Written request 1
Please output these lines of the records unchanged, starting at the line that contains "Exercise. Point out the city" and ending after the line that contains "[(287, 34), (306, 7)]".

Page
..............................

# Pics from Melbourne Reptile Expo 2008



## mightymike (Feb 23, 2008)

Hey people!

Thought i would start to show some of my fav pics i took from the expo.

Im sure that everyone that went had a great time and we can share our pics with the people who were no as lucky to go!

Here are my fav pics

feel free to post you own!!


----------



## mightymike (Feb 23, 2008)

some more pics


----------



## Viridae (Feb 23, 2008)

Those GTPs look awesome in the perspex enclosures!


----------



## mrmikk (Feb 23, 2008)

Thanks for sharing Mike, most of us who couldn't make it are dying to hear about it and see lots of pics.


----------



## carinacat (Feb 23, 2008)

the first pic of that GIANT snake dont do it any justice! u should let people kno the facts about him if u can remember them. i did notice that he was 18 year old and how much was his weight?


----------



## Kurto (Feb 23, 2008)

thnx 4 the pics, can't wait to see more.....


----------



## itbites (Feb 23, 2008)

*he was a 17ft scrubby can't quite remeber the weight.  it was a big succes as far as i'm concerned! i just got home and we spent most of the day there. Some gorgeous chondros and crocs, albinos womas and bhp's jungles were everywhere (very popular atm) snakes were the main selling point although there were some lovely monitors there mangrove, lace, bells, sand and lots of gorgeous little ackies. also beardies gex sthrn angle headeds a few frogs and much more!! The demostrations were great fun to watch and everyone was so nice! there were lots of give aways and information galore very inspiring set ups.All of the vendors had a great variety of both reptiles and products. I snagged myslf a U.milli gorgeous pale boy  (and my 1st gex) even met up with a few aps crew! All in all it was an awesome day! I LOVED IT!!!! and can't wait for thenext one already ...they did a fabulous job! *


----------



## reptalica (Feb 23, 2008)

His name was Arthur and weighed 36 kgs and was 17 foot long...... Love to know its diet....:shock: You really had to see him up close and personal to appreciate his size and stature.

..............................

Data shown
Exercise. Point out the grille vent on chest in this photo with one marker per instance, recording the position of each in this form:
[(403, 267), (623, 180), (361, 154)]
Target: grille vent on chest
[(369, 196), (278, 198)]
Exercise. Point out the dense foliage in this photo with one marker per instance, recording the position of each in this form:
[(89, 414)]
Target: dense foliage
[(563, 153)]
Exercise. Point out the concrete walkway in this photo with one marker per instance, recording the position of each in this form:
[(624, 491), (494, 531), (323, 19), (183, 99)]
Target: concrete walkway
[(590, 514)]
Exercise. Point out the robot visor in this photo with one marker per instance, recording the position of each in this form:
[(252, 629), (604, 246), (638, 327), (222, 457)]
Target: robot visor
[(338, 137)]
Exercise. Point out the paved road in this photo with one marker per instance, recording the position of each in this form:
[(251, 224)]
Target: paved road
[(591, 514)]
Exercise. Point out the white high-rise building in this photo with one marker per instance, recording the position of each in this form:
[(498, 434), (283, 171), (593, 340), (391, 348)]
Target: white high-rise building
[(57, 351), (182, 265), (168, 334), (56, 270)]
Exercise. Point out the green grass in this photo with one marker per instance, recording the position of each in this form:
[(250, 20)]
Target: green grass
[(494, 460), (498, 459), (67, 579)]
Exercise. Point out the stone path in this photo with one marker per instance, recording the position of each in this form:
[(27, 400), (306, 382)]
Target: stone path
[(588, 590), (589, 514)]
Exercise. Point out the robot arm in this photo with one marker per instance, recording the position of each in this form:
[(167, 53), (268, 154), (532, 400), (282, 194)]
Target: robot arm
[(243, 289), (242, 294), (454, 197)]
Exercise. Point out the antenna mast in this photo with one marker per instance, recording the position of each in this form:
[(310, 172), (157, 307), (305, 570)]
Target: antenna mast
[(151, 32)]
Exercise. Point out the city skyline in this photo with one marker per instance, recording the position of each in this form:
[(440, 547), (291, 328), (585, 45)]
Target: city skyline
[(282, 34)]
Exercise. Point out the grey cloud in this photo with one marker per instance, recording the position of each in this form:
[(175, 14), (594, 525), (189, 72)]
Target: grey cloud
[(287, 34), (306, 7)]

..............................

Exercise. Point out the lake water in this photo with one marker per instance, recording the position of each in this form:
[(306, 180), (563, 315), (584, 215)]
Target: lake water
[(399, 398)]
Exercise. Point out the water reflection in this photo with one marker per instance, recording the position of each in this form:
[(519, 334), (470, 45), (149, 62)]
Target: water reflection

..............................

Written request 2
In the reptile expo thread, what was the name of the 17-foot snake?

Full solution 1
Exercise. Point out the city skyline in this photo with one marker per instance, recording the position of each in this form:
[(440, 547), (291, 328), (585, 45)]
Target: city skyline
[(282, 34)]
Exercise. Point out the grey cloud in this photo with one marker per instance, recording the position of each in this form:
[(175, 14), (594, 525), (189, 72)]
Target: grey cloud
[(287, 34), (306, 7)]

Full solution 2
Arthur